**DOCUMENT SEGMENT**.
----------------

My very limited time with Jenae Larson makes me think she was gifted a rare acceptance of the world. I was at her mom Kim’s house, writing a story about invasive plants and wanted to photograph her with her damnable hawkweed. “Use Jenae as your model,” Kim told me.
Jenae, like no other teen-ager, agreed without a word to be photographed sitting in a clump of weeds. We ran the color picture on the front page of the newspaper.
The day I met him, David Simmons had nothing but good things to say about our town, his plans and all the things that might happen. He was brimming with positivity, so optimistic that it made my teeth hurt.
David and Jenae were treasures stolen from us for no good reason.
That’s why I won’t be among the folks who go Saturday to commemorate the event of their horrific and tragic deaths. If you go and that brings you some peace, I am glad for that. I’ll give to any effort to honor their lives but remembering their deaths, no thanks.
A person reaches a point in their life – perhaps several points in their life – after they’ve witnessed or endured enough sadness and tragedy and death that they’re no longer willing, or perhaps able, to visit a place of sorrow.

----------------

**TASKS**.
- a) Answer these questions from the column:
(i) Who told the writer to use Jenae as the model?
(ii) What was the story the writer was writing at Kim's house about?
(iii) On what day do people go to commemorate the deaths?
- b) List every person named in the column.
- c) Continue the column about Jenae Larson and David Simmons, starting after its last sentence.
The material after this column comes from a separate source.

**EXTRACTED MATERIAL**.
----------------

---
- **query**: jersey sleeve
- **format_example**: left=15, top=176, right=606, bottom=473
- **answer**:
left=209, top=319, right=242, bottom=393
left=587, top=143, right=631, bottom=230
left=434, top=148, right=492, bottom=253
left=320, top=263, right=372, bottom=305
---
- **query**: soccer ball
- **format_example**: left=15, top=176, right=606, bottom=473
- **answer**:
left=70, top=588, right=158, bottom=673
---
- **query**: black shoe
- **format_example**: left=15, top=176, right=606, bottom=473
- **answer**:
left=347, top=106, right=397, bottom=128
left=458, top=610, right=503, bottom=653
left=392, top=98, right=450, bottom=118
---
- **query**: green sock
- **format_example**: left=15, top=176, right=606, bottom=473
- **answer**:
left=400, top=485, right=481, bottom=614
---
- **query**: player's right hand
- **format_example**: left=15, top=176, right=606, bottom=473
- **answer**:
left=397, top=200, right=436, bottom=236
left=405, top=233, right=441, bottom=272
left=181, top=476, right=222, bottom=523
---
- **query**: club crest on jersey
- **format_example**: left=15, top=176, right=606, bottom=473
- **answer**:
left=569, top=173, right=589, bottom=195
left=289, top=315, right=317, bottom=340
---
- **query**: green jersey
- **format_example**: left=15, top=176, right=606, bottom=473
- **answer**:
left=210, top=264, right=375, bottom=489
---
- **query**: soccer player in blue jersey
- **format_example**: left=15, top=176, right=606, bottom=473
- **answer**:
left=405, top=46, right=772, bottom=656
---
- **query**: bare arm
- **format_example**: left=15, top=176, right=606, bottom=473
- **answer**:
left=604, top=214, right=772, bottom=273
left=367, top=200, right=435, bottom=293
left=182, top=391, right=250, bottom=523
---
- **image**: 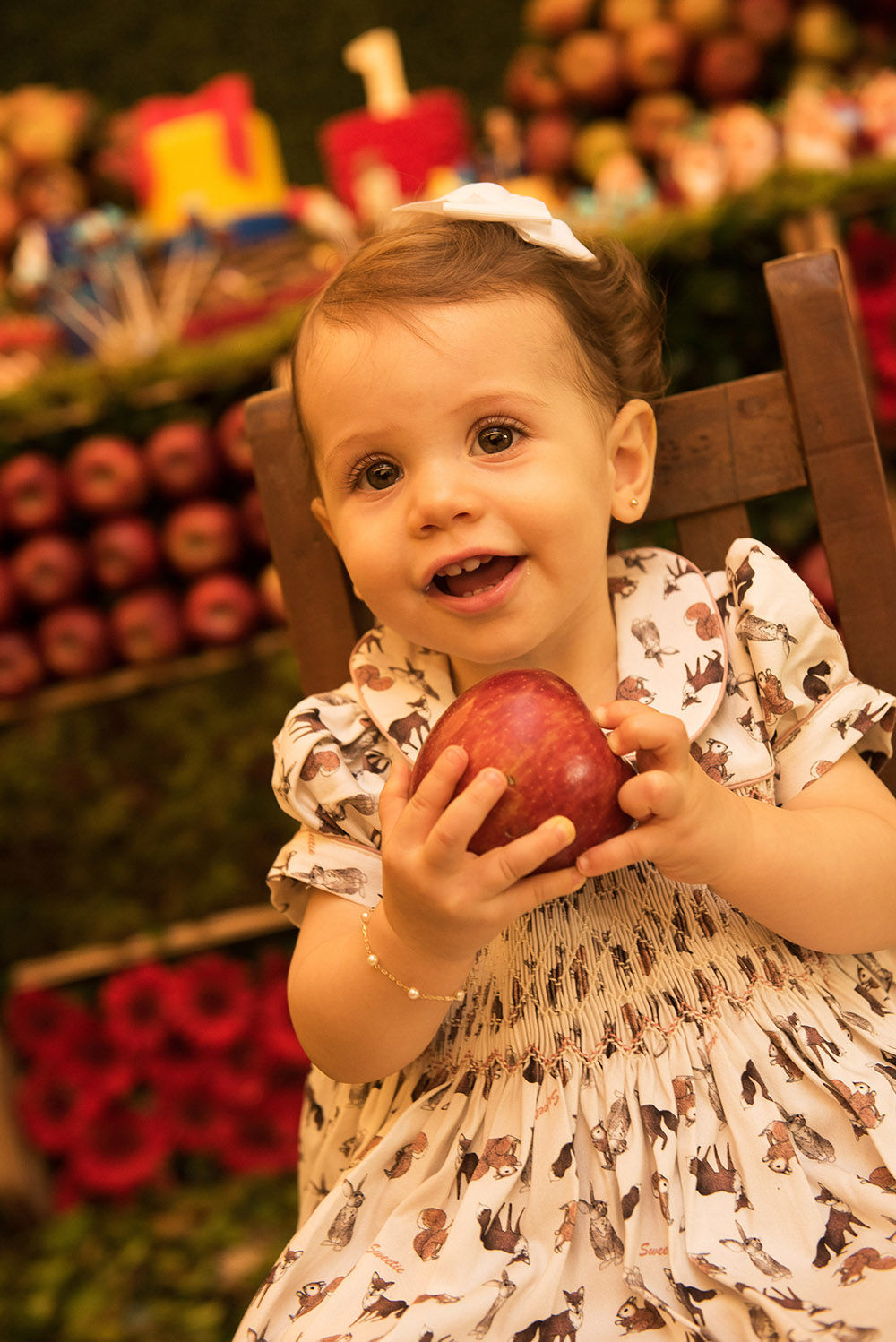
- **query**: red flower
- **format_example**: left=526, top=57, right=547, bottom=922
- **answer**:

----------------

**ANSWERS GIVEN**.
- a)
(i) Kim, Jenae's mom.
(ii) Invasive plants.
(iii) Saturday.

- b) Jenae Larson, Kim, David Simmons

- c)
I was at a social event years ago where a very earnest young woman approached Norm Blank, who was then around 70. Norm asked how she was, and she replied that she was not doing well. “Then I don’t want to hear it,” Norm said.
Maybe it was a joke or maybe Norm had just seen enough of life’s battles and was tired of the carnage and wanted no more of it, at least not at a party where people were having fun.
Heather Lende wrote about a Blessing of the Fleet where a local mom who’d lost two children walked away from the event, a morbid affair where a bell is rung for everyone who died in the past year. It was too much.
I’ve come to believe our town has a preoccupation with death and grief, a tendency to dwell there too long that’s amplified when a person dies young or accidentally. Services for them so often strike me as verging on a kind of masochistic communion.
Alaska is full of death and loss. Crazy people come here and kill themselves. Sane people die doing crazy things. Friends move away and we never see them again. Or they go away for winter, like so many bright leaves that fall and go missing during the long dark months.
Three years ago, my father and two of my three brothers died in the span of three months. My brothers, grieving my father’s death, each died by suicide in March 2019. Suicide, of course, can be contagious. But so can sorrow, and there’s no vaccine.
What a person can do is social distance themselves from grief. Walk the hell away from it.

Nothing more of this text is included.